Task goal:
Reproduce every one of the entries below word for word, in the same order.
>> START Provided material
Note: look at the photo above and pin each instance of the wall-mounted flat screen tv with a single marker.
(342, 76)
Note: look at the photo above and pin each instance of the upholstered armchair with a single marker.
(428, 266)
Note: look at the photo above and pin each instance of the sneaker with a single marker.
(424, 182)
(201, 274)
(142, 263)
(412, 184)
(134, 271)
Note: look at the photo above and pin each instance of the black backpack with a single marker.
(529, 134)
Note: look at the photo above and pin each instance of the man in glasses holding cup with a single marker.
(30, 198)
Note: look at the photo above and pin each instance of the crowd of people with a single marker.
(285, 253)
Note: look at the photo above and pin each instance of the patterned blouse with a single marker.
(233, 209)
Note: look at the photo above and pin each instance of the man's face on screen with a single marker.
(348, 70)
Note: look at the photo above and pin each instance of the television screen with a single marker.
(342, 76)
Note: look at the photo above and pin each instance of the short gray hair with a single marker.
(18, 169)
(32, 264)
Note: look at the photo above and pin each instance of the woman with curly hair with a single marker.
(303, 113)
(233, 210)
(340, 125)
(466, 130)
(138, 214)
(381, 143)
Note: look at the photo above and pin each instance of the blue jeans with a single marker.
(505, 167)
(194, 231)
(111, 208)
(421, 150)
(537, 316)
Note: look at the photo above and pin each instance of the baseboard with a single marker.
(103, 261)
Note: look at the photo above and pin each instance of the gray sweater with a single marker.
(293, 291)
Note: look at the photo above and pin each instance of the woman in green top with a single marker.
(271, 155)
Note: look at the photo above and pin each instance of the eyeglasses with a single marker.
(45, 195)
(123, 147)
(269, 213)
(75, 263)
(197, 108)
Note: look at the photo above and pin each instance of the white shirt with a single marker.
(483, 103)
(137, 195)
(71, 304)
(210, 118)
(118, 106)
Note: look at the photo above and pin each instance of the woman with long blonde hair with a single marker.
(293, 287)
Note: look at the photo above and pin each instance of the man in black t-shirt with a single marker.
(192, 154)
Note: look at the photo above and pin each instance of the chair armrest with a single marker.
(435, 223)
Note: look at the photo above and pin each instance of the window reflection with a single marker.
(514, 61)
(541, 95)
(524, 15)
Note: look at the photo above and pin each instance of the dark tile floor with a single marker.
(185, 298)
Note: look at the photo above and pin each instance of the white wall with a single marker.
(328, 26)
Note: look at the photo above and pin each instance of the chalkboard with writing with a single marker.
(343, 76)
>> END Provided material
Expected output:
Note: look at the photo above and pin each instance of the wall-mounted flat screen tv with a single marker.
(342, 76)
Note: look at the photo above and pin each instance of the upholstered armchair with a single marker.
(428, 266)
Note: look at the photo above and pin each instance of the sneaker with a single marker.
(424, 182)
(201, 274)
(142, 263)
(412, 184)
(134, 271)
Note: look at the photo above and pin each instance of the black backpack with a single marker.
(529, 134)
Note: look at the photo above and pin each instance of the man in glasses holding cup with a single marker.
(30, 198)
Note: look at the photo above and pin each instance of the crowd of people with a single marker.
(285, 253)
Note: look at the photo above and pin each instance of the patterned blouse with a single marker.
(233, 209)
Note: look at the photo above and pin each instance of the man's face on screen with a single marker.
(348, 70)
Note: look at the photo above and pin each instance of the television screen with a single marker.
(342, 76)
Note: look at the photo above and pin each instance of the short gray hair with a single marker.
(18, 169)
(32, 264)
Note: look at the photo above and pin each instance of the woman with curly hair with a single marker.
(303, 113)
(233, 210)
(340, 125)
(466, 130)
(138, 214)
(381, 143)
Note: look at the photo above and pin each instance of the blue jeans with a single marker.
(505, 167)
(194, 231)
(111, 208)
(421, 150)
(537, 316)
Note: look at the photo above and pin each instance of the baseboard with a single marker.
(103, 261)
Note: look at the photo above and pin each instance of the gray sweater with a single marker.
(293, 291)
Note: look at the photo above and pin each instance of the woman in green top with a single marker.
(271, 155)
Note: look at the photo above and pin each instance of the eyeglasses with a single marker.
(45, 195)
(123, 147)
(269, 213)
(75, 263)
(197, 108)
Note: look at the photo above and pin each instance of the white shirt with a single marker.
(483, 103)
(137, 195)
(71, 304)
(210, 118)
(118, 106)
Note: look at the photo above and pin each instance of the woman with long blonde hair with a single marker.
(293, 287)
Note: look at the photo above and pin each instance of the man in black t-shirt with a single marker.
(192, 154)
Note: look at the photo above and pin each instance of the chair armrest with a single marker.
(435, 223)
Note: look at the photo above and pin each instance of the window reflection with a single marker.
(514, 61)
(541, 95)
(524, 15)
Note: look at the photo above and pin each instance of the dark tile floor with a single marker.
(185, 298)
Note: look at the photo above and pin each instance of the white wall with a single marker.
(328, 26)
Note: look at the photo above and pin each instance of the chalkboard with writing with a single marker.
(343, 76)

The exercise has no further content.